Material provided: Begin
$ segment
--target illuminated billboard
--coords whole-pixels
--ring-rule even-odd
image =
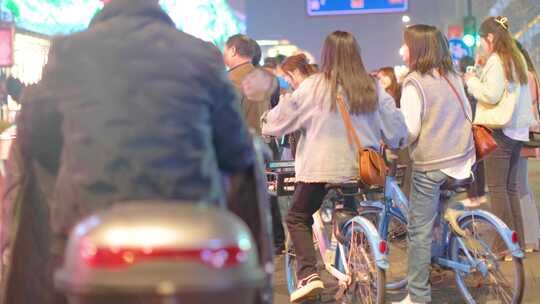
Material provided: End
▶ [What is needed]:
An exact copy of every entry above is required, without the pictures.

▶ [Written solution]:
$ segment
--target illuminated billboard
--coords whole-pixels
--ring-rule even-odd
image =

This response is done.